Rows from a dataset
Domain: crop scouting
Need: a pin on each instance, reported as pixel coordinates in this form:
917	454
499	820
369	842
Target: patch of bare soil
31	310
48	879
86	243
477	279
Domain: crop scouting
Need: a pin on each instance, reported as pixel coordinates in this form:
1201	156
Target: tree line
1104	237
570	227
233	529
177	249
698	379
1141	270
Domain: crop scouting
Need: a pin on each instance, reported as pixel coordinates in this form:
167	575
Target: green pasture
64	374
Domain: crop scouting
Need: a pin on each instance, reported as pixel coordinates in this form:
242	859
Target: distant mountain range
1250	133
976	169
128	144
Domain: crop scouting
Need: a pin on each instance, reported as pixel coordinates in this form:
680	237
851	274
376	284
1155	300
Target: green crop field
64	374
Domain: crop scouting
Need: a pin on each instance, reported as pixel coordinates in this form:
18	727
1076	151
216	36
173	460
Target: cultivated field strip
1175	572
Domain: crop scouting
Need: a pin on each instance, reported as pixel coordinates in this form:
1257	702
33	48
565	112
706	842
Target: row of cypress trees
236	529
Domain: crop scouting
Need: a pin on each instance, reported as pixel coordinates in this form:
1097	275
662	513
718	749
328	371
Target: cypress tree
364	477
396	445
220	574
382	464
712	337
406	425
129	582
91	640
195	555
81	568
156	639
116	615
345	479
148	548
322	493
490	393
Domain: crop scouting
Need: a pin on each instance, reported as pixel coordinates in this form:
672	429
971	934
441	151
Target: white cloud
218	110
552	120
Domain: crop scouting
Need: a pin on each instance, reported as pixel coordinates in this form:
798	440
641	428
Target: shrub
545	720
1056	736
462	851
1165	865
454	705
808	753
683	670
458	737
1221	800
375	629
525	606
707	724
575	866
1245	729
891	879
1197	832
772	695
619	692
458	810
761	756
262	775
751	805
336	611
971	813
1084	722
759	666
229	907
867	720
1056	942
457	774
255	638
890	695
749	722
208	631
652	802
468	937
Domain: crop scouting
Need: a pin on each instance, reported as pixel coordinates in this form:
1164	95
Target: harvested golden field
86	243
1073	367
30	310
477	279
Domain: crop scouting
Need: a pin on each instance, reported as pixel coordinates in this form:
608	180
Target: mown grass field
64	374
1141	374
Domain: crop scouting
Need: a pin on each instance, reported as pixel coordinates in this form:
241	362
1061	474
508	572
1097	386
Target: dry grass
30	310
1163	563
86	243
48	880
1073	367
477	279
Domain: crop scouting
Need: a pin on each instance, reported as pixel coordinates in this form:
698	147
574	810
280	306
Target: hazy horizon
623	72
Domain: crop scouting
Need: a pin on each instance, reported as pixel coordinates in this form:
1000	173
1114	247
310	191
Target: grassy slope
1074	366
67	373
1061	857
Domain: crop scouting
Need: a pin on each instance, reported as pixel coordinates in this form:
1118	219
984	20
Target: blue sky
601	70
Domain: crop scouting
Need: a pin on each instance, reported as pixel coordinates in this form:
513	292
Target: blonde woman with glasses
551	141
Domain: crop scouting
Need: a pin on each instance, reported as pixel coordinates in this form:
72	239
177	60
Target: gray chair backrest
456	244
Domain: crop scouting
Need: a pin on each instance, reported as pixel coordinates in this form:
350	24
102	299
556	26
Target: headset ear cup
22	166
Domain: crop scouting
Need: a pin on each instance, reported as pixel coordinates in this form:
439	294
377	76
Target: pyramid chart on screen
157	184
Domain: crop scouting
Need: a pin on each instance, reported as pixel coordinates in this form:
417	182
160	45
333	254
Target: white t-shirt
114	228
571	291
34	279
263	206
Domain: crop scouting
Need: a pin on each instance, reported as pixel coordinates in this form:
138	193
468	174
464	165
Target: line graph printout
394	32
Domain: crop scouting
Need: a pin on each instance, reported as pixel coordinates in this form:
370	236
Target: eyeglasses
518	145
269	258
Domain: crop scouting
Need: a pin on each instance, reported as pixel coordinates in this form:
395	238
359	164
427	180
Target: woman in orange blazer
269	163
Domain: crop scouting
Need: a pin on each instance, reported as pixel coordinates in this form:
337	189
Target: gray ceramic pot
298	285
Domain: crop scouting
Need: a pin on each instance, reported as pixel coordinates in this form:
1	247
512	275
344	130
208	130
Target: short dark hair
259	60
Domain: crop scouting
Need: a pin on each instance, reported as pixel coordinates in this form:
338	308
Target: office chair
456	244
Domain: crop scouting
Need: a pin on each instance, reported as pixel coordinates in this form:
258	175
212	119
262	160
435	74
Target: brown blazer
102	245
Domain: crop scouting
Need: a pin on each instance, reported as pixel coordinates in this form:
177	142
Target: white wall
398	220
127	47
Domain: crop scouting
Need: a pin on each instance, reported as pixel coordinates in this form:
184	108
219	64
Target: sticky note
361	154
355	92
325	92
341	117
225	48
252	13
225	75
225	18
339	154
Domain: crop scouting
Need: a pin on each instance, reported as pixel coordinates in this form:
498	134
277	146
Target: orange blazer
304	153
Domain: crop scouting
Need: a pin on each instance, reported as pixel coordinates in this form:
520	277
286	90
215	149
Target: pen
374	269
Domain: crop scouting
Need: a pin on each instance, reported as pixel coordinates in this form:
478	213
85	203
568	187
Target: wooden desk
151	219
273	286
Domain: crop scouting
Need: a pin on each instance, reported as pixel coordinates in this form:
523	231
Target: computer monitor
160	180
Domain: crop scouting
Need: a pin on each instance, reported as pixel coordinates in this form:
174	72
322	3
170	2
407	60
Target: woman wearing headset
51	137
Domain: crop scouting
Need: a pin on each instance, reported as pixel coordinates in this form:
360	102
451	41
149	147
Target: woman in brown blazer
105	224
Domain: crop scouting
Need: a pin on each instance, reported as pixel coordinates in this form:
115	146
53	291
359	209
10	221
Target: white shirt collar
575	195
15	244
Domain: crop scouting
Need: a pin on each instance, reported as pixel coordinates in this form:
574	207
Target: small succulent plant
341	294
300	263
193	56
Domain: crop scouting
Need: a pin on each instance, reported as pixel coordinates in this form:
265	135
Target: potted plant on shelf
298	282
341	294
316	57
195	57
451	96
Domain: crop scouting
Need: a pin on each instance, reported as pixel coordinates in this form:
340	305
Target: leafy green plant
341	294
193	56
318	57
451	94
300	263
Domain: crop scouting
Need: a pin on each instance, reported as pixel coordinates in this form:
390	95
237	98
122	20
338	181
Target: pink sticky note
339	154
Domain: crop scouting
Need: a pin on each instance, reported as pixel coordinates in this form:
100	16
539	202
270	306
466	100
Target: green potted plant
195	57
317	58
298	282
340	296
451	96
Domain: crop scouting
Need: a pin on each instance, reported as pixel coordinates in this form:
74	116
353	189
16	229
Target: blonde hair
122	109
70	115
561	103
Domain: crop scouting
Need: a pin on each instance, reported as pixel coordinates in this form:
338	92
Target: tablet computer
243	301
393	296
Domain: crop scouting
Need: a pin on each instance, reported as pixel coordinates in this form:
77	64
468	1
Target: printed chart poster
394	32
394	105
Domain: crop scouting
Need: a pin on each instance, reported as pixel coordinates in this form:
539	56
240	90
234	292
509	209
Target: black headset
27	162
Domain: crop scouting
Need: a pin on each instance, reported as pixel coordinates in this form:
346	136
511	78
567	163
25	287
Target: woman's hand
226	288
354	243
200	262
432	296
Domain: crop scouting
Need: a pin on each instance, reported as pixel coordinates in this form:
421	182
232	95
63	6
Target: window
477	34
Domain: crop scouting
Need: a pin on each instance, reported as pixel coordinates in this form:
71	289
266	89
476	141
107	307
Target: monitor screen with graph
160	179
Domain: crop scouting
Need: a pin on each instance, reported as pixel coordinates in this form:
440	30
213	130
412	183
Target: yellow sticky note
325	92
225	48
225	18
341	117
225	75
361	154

==

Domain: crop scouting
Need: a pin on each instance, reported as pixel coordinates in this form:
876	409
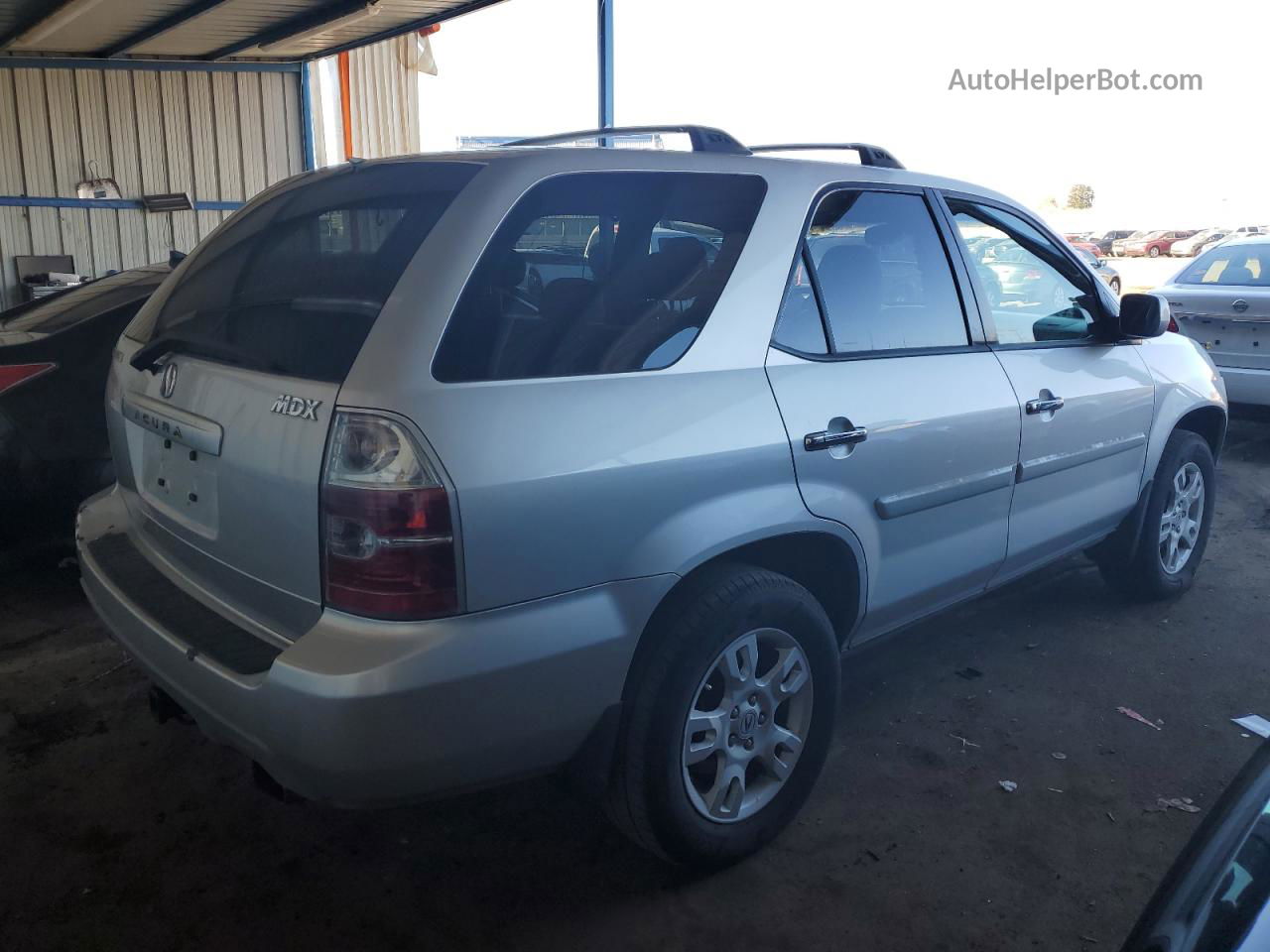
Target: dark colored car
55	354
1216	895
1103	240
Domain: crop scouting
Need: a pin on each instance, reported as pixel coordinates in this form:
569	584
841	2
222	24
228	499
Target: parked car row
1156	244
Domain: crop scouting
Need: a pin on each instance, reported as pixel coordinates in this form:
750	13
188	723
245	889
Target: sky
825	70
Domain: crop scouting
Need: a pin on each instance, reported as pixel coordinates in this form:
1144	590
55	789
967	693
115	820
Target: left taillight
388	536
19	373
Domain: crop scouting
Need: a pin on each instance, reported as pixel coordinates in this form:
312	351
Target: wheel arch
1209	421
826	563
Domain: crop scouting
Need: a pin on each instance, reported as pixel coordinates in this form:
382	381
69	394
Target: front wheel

WHAT IS REQUIRED:
Please count the lines in the entries above that contain the word "potted". Reply with the number alone.

REPLY:
2